Following a dairy free diet is easier than you might think. Once the preserve of wholefood stores, today, healthy dairy substitutes can be found in major supermarkets and delis. When it comes to eating out, dairy free diners are spoilt for choice, particularly when it comes to Asian and Indian cuisine. Upholding a dairy free lifestyle has moved into the mainstream. But why forego dairy in the first place?
Why go dairy free? The Benefits
There are lots of reasons why people chose to give up dairy (or reduce their dairy intake significantly). Perhaps you’re allergic or intolerant to lactose, you’re considering becoming a vegan, or you’d like to lose weight and get healthy.
The terms “food allergy” and “food intolerance” are often used interchangeably. In fact, a food allergy is quite different from a food intolerance. If you happen to be allergic to cows’ milk, for instance, consuming cows’ milk may trigger vomiting, asthma or eczema because your immune system will identify the proteins found in cows’ milk as dangerous, and your body will mobilise its defences. On the other hand, if you’re lactose intolerant, whilst you may suffer from mild dermatological and inflammatory symptoms, it’s more likely that your symptoms will be gastrointestinal, as the sugars present in milk ferment in your gut.
Since the majority of dairy products are rich in “bad” fats and high in calories, following a dairy free diet plan is likely to lead to weight loss, which can be a great motivator for change. Within just a few weeks of cutting out dairy, many people find that their clothes fit better, their energy levels have increased, they feel less anxious and their skin looks fresher and younger. Eliminating dairy from your diet may also help lower your cholesterol and ease any symptoms of insomnia. What’s not to like?
What should I eat and what should I avoid?
Butter, yoghurt, cheese, whey, cream, ghee, ice cream and a large number of processed foods, such as cakes, breads and biscuits, all contain dairy. However, there are a wide range of dairy substitutes available, including “milks” and “butters” made from nuts and seeds, such as almonds and coconut. (If you’re a cheese lover, a number of dairy free vegan cheeses can be found in the ‘Good To Go’ chiller at Cornucopia Restaurant made by Head Chef Tony Keogh.)
Since milk contains several nutrients which our bodies require in order to function, if you are thinking about cutting out dairy, ensure you’re replacing any lost nourishment with nutrients from other sources. High levels of calcium are found in leafy, green vegetables, such as kale, broccoli and watercress, while dietary vitamin D is present in eggs, liver, fish and some fortified cereals.
Remember, many Asian dishes, like hearty coconut curries, wok-fried meat, fish and vegetable dishes, crispy salads and spicy soups, are naturally dairy free!
Giving up dairy: the first step towards a brighter, healthier you?
Sometimes, when we try to change lots of things at once, we find ourselves getting overwhelmed and fall back into bad habits. However, when we concentrate on one thing, and make a concerted effort to stick to our guns, we’re far more likely to succeed.
Since dairy is present in the vast majority of pre-made, processed and packaged foods, just by giving up dairy we can simultaneously cut down on sugar, “bad” fats and harmful additives. When we go dairy free, we’re likely to cook from scratch more often, to eat fresh, and to experiment with new ingredients and recipes.
So, if you want to give your body a break and shed a few pounds while you’re at it, dive into a dairy free lifestyle.

◇ ◇ ◇ ◇

**Activity list:**
**1.** In the dairy-free diet article, where can dairy-free vegan cheeses made by Head Chef Tony Keogh be found?
**2.** Translate this sentence from the dairy-free diet article into Spanish: "Following a dairy free diet is easier than you might think."

◇ ◇ ◇ ◇

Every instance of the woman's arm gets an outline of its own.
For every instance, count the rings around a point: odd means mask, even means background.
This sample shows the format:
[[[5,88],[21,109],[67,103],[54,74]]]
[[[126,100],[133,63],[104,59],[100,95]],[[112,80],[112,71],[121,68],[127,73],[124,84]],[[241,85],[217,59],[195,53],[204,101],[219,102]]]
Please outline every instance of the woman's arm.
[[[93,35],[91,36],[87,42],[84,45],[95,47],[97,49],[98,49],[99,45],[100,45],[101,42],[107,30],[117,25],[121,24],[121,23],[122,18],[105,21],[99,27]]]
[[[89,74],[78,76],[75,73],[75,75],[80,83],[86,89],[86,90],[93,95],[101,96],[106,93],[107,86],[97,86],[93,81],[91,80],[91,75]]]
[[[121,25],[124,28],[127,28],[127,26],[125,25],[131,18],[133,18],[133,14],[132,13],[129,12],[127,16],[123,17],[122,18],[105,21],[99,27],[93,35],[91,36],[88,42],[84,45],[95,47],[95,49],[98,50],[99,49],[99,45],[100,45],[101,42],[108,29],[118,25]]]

◇ ◇ ◇ ◇

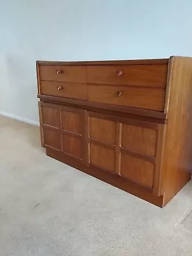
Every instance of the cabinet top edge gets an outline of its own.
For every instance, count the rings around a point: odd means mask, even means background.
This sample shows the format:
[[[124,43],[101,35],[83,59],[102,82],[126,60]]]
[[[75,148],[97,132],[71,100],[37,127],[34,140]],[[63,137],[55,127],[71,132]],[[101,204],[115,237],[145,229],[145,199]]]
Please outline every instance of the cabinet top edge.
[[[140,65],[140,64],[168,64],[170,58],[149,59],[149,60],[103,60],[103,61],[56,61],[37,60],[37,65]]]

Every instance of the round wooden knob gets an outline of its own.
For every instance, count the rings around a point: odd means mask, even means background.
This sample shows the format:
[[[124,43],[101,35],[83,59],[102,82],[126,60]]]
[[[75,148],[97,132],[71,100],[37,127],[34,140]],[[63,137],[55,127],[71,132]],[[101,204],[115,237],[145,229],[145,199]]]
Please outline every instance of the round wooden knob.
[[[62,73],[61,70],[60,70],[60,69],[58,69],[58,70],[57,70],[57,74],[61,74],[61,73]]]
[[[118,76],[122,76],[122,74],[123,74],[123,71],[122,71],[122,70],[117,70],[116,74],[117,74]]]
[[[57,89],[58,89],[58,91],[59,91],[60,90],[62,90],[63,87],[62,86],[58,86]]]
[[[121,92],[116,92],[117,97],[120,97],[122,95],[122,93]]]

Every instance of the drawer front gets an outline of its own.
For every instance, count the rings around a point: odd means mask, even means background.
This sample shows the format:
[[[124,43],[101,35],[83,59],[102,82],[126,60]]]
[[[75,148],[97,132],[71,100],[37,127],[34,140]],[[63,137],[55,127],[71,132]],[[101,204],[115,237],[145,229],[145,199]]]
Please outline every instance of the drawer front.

◇ ◇ ◇ ◇

**Answers per task:**
**1.** In the 'Good To Go' chiller at Cornucopia Restaurant.

**2.** Seguir una dieta sin lácteos es más fácil de lo que podrías pensar.